**Task brief**
Transcribe each record below word for word.

**Information provided**

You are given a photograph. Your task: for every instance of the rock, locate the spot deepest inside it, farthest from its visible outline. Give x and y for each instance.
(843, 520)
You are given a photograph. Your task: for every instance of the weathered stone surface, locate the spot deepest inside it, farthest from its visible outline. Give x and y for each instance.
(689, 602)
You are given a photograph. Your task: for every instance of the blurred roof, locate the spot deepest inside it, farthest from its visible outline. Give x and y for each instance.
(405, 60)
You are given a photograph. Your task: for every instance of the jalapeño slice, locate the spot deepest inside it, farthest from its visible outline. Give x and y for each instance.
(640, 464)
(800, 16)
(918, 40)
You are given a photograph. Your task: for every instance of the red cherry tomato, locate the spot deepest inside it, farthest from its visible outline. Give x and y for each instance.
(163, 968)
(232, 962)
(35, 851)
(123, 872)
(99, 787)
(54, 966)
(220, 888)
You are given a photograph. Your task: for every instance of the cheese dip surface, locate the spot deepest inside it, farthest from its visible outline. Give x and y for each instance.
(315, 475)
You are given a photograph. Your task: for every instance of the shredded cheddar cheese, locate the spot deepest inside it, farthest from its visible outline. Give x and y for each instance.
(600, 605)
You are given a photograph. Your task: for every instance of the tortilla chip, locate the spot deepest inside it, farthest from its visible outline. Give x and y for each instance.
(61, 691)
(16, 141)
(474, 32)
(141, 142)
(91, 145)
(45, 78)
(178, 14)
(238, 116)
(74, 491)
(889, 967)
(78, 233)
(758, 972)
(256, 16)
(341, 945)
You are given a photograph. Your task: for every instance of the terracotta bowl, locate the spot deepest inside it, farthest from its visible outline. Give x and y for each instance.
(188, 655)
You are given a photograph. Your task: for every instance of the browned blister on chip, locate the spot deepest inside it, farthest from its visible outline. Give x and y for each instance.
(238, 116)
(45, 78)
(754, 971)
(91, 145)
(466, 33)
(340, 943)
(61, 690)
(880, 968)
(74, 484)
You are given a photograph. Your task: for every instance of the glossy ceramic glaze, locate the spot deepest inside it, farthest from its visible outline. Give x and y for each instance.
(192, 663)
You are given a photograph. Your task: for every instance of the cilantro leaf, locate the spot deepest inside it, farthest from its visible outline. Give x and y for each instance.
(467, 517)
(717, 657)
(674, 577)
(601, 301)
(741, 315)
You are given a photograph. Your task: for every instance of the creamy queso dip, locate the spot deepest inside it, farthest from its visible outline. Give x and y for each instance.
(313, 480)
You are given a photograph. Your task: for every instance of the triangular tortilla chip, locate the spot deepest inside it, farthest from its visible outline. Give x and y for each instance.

**Task result**
You are given a photograph. Your task: for every instance of the rock, locate the spot deepest inside it, farthest from its visible outline. Give x and y for each instance.
(843, 520)
You are given a photograph. Your task: for every instance of the weathered stone surface, locate the spot deepest inside it, farthest from its visible outline. Give x and y for each instance.
(689, 602)
You are given a photograph. Your task: for every instance of the blurred roof, locate the spot deepest inside it, farthest from its visible outline. Give x and y for each instance.
(405, 60)
You are given a photograph. Your task: for every instance of the jalapeño slice, locate the spot deepest inside it, farthest from its visible outline. Give x and y for each instance.
(640, 464)
(800, 16)
(918, 40)
You are given a photograph. Your task: for every instance of the red cherry tomato, locate the spot deepest inside it, farthest from its visible outline. Give x and y for each instance.
(163, 968)
(232, 962)
(35, 851)
(123, 872)
(99, 787)
(54, 966)
(220, 888)
You are given a photograph. Your task: for every instance of the cheese dip surface, locate the spot deepest inside it, farthest from its visible outline. Give x and y for each instance.
(315, 475)
You are given a photograph. Your task: for every instance of the shredded cheddar cheese, locate the spot deepest inside it, farthest from its visible outline. Give x and y for each instance.
(600, 605)
You are given a photograph. Your task: for every instance of the tortilla chip, locate the spot deepest inside it, farthest from its visible outline. Give x and y for each instance.
(61, 691)
(16, 141)
(474, 32)
(141, 142)
(91, 145)
(45, 78)
(178, 14)
(238, 116)
(74, 491)
(889, 967)
(78, 233)
(758, 972)
(256, 16)
(341, 945)
You are given a photograph. Your task: for every instance of the terracotta bowl, locate the spot deepest inside it, farthest from its visible outline. Give x and y for each instance.
(188, 655)
You are given a photograph. Your task: for every instance of the browned blister on chip, locate the spot deepest inside it, farthest from its visible outline. Give x and y for each instance.
(238, 116)
(45, 78)
(754, 971)
(91, 145)
(466, 33)
(340, 943)
(61, 690)
(880, 968)
(74, 484)
You are given a photograph. Your task: for every instance of the glossy ceramic glaze, locate the spot deepest inside it, farthest from its visible outline. Give x and y for each instance.
(192, 663)
You are given a photograph. Your task: for every instance of the cilantro leaf, locate the spot deepest inside it, farthest from its visible outline. Give x and y for each instance.
(467, 517)
(717, 657)
(674, 577)
(601, 301)
(741, 315)
You are given a photograph. Your task: for every instance of the creamy queso dip, locate the spot deepest inside it, farthest from its visible outline. Give x and y for each instance.
(313, 480)
You are given a photograph. Your task: for every instance of the triangular tortilla chip, locate the spot deepest inside it, farthest from its visible outline. Give x and y for each instance.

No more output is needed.